やること ->
**1.** 掃除具の説明文を読んで、次の問いに答えてください。
(a) 延在部は、たとえばどんな形になっていますか。
(b) 回転ローラの軸受孔に差し込まれているのは何ですか。
(c) 回転ローラの表面にある線材は、どのくらい突き出していますか。
**2.** 次の(a)〜(c)が掃除具の説明文と合っているかどうか、「はい」か「いいえ」で答えてください。決め手になる本文の言葉もそのまま引用してください。
(a) 回転ローラは、延在部の先端の回りで自由に回る。
(b) 回転ローラの表面には、線材が一本だけ埋め込まれている。
(c) 回転の仕組みは、この文章の中でくわしく説明されている。
**3.** 掃除具の説明文を、最後の文のあとから続けて書いてください。

図1は、本発明の第1実施形態になる掃除具の斜視図である。
【0024】
図1中、1は、掃除具Aの把持部である。すなわち、掃除に際して、把持部1を手にして掃除(拭き掃除)する。
【0025】
2は、把持部1から延長した所定形状の延在部である。例えば、略「マ」形状になっている。尚、このような形状は、前記特許文献などに挙げた塗布具でも周知である。
【0026】
3は回転ローラである。回転ローラ3は、その長手方向にそって軸受孔を有しており、この軸受孔に前記把持部1からの延在部2の先端が差し込まれている。従って、延在部2の先端の回りで回転ローラ3は自在に回転できるものとなっている。尚、このような回転構造も前記特許文献などで周知であるから、詳細な説明は省略される。そして、回転ローラ3は、布あるいは不織布、その他の耐水性を有すると共に含水性の材料で構成されている。しかも、回転ローラ3の表面には突出長さが5〜10mm程度の線材(多少の幅を持つものでも良い。)3aが、多数、埋め込まれている。

表示情報 ->
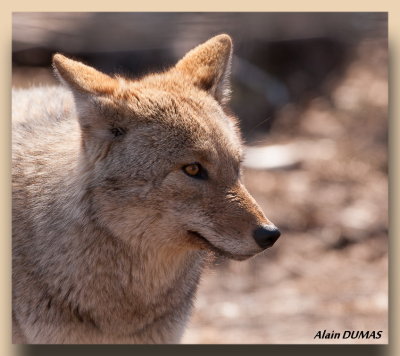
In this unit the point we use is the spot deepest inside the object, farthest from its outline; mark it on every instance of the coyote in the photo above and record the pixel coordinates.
(122, 190)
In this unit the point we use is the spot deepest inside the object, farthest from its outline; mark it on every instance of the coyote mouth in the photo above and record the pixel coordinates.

解答例 ->
**1.**
(a) 略「マ」形状
(b) 延在部2の先端
(c) 5〜10mm程度

**2.**
(a) はい。「延在部2の先端の回りで回転ローラ3は自在に回転できるものとなっている」
(b) いいえ。「3aが、多数、埋め込まれている」
(c) いいえ。「詳細な説明は省略される」

**3.**
【0027】
4はカバー体である。このカバー体4のカバー面(枠部および左右の壁面を除いた部分)4aは透明ないしは半透明な樹脂で構成されている。勿論、不透明であっても良いが、掃除に際して、回転ローラ3の汚れ具合・水分含有度合いなどを観察できることから、透明ないしは半透明材で構成されていることが好ましい。カバー体の左右の壁面4b,4cは、例えば半円形の形状をしている。従って、カバー面4aは、断面が半円形である。勿論、半円を多少越えていても足りなくても差し支え無い。
【0028】
本実施形態では、カバー体4の左右壁面4b,4cに軸受部4dが構成されている。そして、一方の壁面4bの軸受部4dには、回転ローラ3の場合と同様に、把持部1からの延在部2の先端が差し込まれている。尚、軸受部4dは、壁面4bに形成された凹部と、壁面4bに設けられた先端内側に掛止用凸部を有する弾撥性の略Y形状部材とで構成されている。従って、軸受部4dを延在部2から取り外すことが出来る。すなわち、着脱式のものとなっている。又、他方の壁面4cの軸受部(軸受部4dの構造とは異なり、壁面4cに形成された貫通孔)には軸6が差し込まれ、この差し込まれた軸6の先端が前記回転ローラの軸受孔に嵌っている。従って、回転ローラ3の回転軸芯を軸心としてカバー体4も自在に回転できるように取り付けられている。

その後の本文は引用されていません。